**What you will do**.
Repeat the entries below exactly, pictures excluded.
Input for this task: Begin
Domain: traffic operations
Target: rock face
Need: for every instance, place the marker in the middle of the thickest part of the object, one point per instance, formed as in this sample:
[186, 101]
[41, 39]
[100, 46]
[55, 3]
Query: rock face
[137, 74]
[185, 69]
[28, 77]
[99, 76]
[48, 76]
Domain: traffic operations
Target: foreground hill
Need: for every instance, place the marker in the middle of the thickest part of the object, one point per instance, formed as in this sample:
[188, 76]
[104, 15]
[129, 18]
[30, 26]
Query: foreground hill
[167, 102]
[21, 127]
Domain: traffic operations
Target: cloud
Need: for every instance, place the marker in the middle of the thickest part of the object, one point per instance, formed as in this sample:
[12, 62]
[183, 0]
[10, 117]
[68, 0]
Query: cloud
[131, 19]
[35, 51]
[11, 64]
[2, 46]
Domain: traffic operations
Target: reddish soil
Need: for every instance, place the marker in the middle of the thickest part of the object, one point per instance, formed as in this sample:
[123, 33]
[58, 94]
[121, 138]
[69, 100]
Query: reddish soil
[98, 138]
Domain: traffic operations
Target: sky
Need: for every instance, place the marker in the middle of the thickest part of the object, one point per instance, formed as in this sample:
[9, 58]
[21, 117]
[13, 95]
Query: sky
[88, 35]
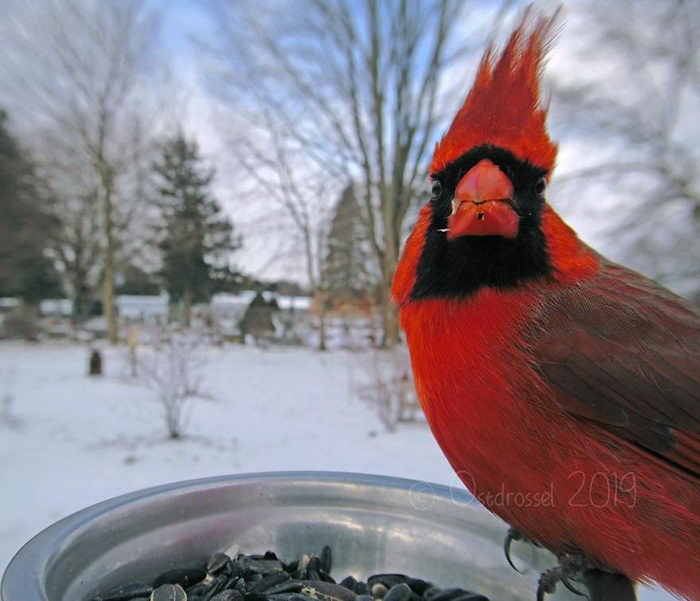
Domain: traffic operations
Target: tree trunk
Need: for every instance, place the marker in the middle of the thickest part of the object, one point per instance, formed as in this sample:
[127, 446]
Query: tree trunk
[187, 306]
[390, 324]
[108, 283]
[322, 322]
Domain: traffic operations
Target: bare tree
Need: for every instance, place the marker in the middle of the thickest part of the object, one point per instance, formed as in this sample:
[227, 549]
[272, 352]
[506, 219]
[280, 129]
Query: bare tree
[387, 386]
[288, 182]
[78, 82]
[356, 87]
[636, 104]
[173, 370]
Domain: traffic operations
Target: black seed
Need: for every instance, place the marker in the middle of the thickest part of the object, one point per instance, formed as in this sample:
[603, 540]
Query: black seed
[349, 583]
[430, 592]
[263, 566]
[449, 594]
[291, 586]
[127, 592]
[266, 578]
[291, 567]
[183, 576]
[362, 588]
[269, 581]
[169, 592]
[327, 591]
[227, 596]
[400, 592]
[417, 585]
[326, 577]
[216, 585]
[196, 590]
[236, 569]
[217, 562]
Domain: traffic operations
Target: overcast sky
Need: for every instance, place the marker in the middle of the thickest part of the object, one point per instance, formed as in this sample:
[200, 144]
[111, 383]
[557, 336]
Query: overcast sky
[267, 254]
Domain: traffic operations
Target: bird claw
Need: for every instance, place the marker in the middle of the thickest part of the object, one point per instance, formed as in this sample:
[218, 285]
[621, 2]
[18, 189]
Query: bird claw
[512, 535]
[515, 535]
[571, 566]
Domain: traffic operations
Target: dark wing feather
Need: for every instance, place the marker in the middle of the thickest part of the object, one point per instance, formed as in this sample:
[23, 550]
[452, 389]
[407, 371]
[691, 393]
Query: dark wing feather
[625, 352]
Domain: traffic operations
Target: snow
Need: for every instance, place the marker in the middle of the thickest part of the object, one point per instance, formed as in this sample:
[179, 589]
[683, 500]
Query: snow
[72, 441]
[82, 440]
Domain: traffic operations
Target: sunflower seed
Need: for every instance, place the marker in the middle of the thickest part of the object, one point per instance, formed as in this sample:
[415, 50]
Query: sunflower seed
[169, 592]
[217, 562]
[326, 559]
[183, 576]
[400, 592]
[127, 592]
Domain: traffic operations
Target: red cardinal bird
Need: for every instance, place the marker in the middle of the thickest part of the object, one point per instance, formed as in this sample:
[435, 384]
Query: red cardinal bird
[563, 388]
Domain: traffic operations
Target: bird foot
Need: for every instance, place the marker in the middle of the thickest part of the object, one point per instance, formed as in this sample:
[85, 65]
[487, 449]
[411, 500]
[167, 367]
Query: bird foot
[571, 567]
[601, 582]
[515, 535]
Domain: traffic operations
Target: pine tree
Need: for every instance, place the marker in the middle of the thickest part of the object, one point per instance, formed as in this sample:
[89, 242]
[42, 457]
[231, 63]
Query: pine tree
[346, 273]
[25, 226]
[195, 237]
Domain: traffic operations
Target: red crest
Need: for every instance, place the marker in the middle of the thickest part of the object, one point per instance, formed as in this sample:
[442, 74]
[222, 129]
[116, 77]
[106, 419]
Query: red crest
[503, 107]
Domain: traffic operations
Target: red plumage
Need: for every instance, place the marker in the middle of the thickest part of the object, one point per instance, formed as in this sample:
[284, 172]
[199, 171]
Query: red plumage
[582, 385]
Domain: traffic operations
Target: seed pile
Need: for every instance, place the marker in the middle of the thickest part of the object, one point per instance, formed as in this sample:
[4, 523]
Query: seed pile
[266, 578]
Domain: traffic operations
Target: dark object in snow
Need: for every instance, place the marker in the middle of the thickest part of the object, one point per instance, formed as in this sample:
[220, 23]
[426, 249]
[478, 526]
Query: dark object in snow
[95, 363]
[266, 578]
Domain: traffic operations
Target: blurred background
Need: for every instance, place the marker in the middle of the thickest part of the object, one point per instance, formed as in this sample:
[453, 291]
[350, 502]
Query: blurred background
[202, 203]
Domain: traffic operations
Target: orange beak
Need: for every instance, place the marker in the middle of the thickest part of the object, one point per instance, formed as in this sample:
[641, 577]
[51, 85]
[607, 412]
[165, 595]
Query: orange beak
[483, 204]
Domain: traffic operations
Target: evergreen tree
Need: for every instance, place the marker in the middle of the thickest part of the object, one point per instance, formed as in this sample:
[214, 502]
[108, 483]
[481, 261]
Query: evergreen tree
[25, 226]
[346, 273]
[195, 237]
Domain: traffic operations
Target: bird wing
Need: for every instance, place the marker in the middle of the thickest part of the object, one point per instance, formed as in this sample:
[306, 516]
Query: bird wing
[625, 352]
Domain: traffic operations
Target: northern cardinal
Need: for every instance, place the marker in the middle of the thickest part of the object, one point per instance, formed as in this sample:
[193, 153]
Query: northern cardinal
[563, 388]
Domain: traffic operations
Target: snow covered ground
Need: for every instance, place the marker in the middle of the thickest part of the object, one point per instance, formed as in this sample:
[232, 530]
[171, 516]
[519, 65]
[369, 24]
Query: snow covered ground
[75, 440]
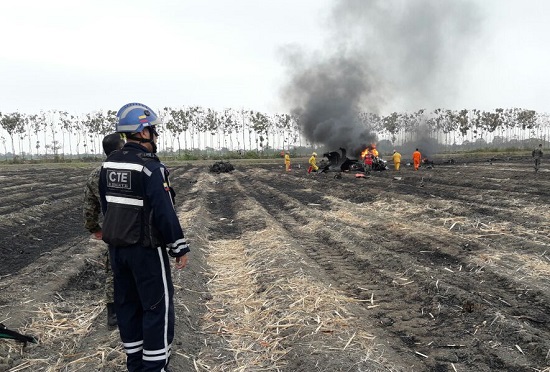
Input for this task: End
**Solved problem**.
Domain: traffic operations
Target: rock face
Need: for every instance, place the marker in the middle of the thickest part of the object, one point per instance, formed as in this sample:
[186, 101]
[41, 39]
[100, 46]
[55, 3]
Query: rock face
[137, 74]
[185, 69]
[28, 77]
[99, 76]
[48, 76]
Domain: traffic operations
Target: foreground hill
Need: for every instance, place the marker in the middle of the thickest part of the object, one point per instance, formed as in this sample:
[188, 76]
[104, 15]
[129, 18]
[30, 26]
Query: foreground hill
[167, 102]
[21, 127]
Domain: traffic operations
Target: cloud
Need: for every instance, place the marker in the middle of the thickest part of the object, one point per instance, formed as in this sample:
[12, 62]
[183, 0]
[10, 117]
[68, 0]
Query: cloud
[131, 19]
[35, 51]
[11, 64]
[2, 46]
Domain: traffic operations
Target: reddish soil
Need: for every instance, place the marker in the middle of the thickest part of the object, one point per instance, formed as in this sample:
[123, 33]
[58, 94]
[121, 138]
[69, 100]
Query: reddish soil
[98, 138]
Domain: traffic operations
Target: sky
Need: for every instance, place the marker in the middle of the thickest part of the object, one point per instance, formed as in this sample:
[9, 58]
[21, 117]
[13, 95]
Query: sky
[88, 35]
Domain: traffic operations
Target: tree trunk
Need: for every instance, place the marker in the middle of the thickest part of the object, one point per instance, formed as in this sample:
[127, 446]
Query: tree trunk
[187, 306]
[390, 324]
[108, 283]
[322, 322]
Domain: traffic operations
Target: bare tree
Need: for every instance, place the marker in the middle of the thickest part of the object, one point per instance, formed as in this sample:
[227, 549]
[272, 352]
[506, 219]
[280, 129]
Query: bare tree
[387, 386]
[288, 182]
[78, 82]
[356, 87]
[636, 104]
[173, 370]
Domain: traffic operations
Target: black seed
Need: for every instance, place the marker in the middle of the thickest part of the object, one point per instance, formed as in this sample:
[603, 540]
Query: black seed
[349, 583]
[430, 592]
[263, 566]
[449, 594]
[291, 586]
[127, 592]
[266, 578]
[291, 567]
[183, 576]
[362, 588]
[269, 581]
[169, 592]
[327, 591]
[227, 596]
[400, 592]
[417, 585]
[326, 577]
[216, 585]
[196, 590]
[236, 569]
[217, 562]
Domain: traffic operations
Target: overcast sky
Need: for every instance, place the marker in the middle of the thickest part of the object, one point per instance, formed as in this sample:
[200, 144]
[111, 383]
[557, 336]
Query: overcast sky
[267, 254]
Domain: traffic operations
Target: bird claw
Need: for every instance, place the marker in the middle of the thickest part of the object, one point per instance, formed as in this sample:
[218, 285]
[621, 2]
[18, 189]
Query: bird claw
[512, 535]
[515, 535]
[571, 566]
Domain: traffic operations
Target: dark wing feather
Need: for every instance, place the marker in the middle of the thickest part of the object, one point per instance, formed as in this sample:
[23, 550]
[452, 389]
[407, 371]
[691, 393]
Query: dark wing feather
[625, 352]
Domain: traffic operations
Target: snow
Need: for every instance, place the marker in the middle of the thickest part of the object, one point per instance, formed as in this sample:
[179, 589]
[683, 500]
Query: snow
[72, 441]
[82, 440]
Domain: traffic operations
Target: sunflower seed
Need: for every instance, place the marker in the middle of the thickest part of the object, one point per instance, formed as in this sample:
[415, 50]
Query: sunflower seed
[169, 592]
[217, 562]
[326, 559]
[183, 576]
[400, 592]
[127, 592]
Domain: traffic operations
Target: red cardinal bird
Need: for every instance, place the marker in the middle of the thickest part of the object, one point per instance, formed as in this sample:
[435, 384]
Query: red cardinal bird
[563, 388]
Domain: traffic operations
Target: bird foot
Need: for every instance, place the marker in the middle of the thickest part of the object, one point per instance, formed as in this sample:
[85, 65]
[487, 449]
[411, 500]
[167, 367]
Query: bird foot
[571, 567]
[601, 582]
[515, 535]
Domain: traffic operations
Target: pine tree
Need: for every instance, place the marker in the middle of the thickest part of the object, one point per instance, formed as in this sample:
[89, 242]
[42, 457]
[231, 63]
Query: pine tree
[346, 273]
[25, 226]
[195, 237]
Domain: traffic operations
Target: red crest
Need: for every instance, place the marker in the middle of the thickest part of the object, one point per instance, formed as in this sample:
[442, 74]
[222, 129]
[116, 77]
[106, 419]
Query: red crest
[503, 107]
Domain: traffic operations
Target: red plumage
Need: for every instance, place the marker in the middle of the thickest part of the object, one point per instance, formed as in this sample:
[284, 172]
[199, 171]
Query: red plumage
[582, 385]
Domain: traffic operations
Target: seed pile
Need: for every instance, place the marker in the middle of the thickest part of the object, one point per instance, formed as in this sample:
[4, 523]
Query: seed pile
[266, 578]
Domain: traffic operations
Target: dark object in snow
Need: for every instance, place the marker in the middle of the thickest part of the object, one point per instance, formed as in this sample:
[220, 23]
[426, 249]
[478, 526]
Query: dark object in snow
[95, 363]
[266, 578]
Domain: traffic operations
Target: blurred background
Need: for every instance, place the marker in the middle of the thickest part of the object, one point per instance, formed as in this sample:
[453, 291]
[350, 502]
Query: blurred background
[202, 203]
Domain: traffic operations
Target: orange beak
Need: for every instance, place the marker in the middle of the thickest part of the object, one point per instance, formed as in this sample:
[641, 577]
[51, 85]
[607, 412]
[165, 595]
Query: orange beak
[483, 204]
Domain: traffic operations
Target: evergreen tree
Need: for every instance, place the marker in the middle of the thickest part of the object, one point per instance, formed as in this sample:
[214, 502]
[108, 483]
[481, 261]
Query: evergreen tree
[25, 226]
[346, 273]
[195, 237]
Domain: traffic operations
Target: bird wing
Need: for every instance, place the marker in the middle of the thickest part of the object, one point per instance, formed as in this sample:
[306, 516]
Query: bird wing
[625, 352]
Domain: traffic operations
Target: northern cardinal
Need: for every instance, place the marker in the middle of the thickest part of the object, one point per instance, formed as in this sample:
[193, 153]
Query: northern cardinal
[563, 388]
Domain: traffic operations
Target: snow covered ground
Need: for every instance, place the marker in the middle of the thickest part of the object, one point per instance, formed as in this sample:
[232, 530]
[171, 516]
[519, 65]
[369, 24]
Query: snow covered ground
[75, 440]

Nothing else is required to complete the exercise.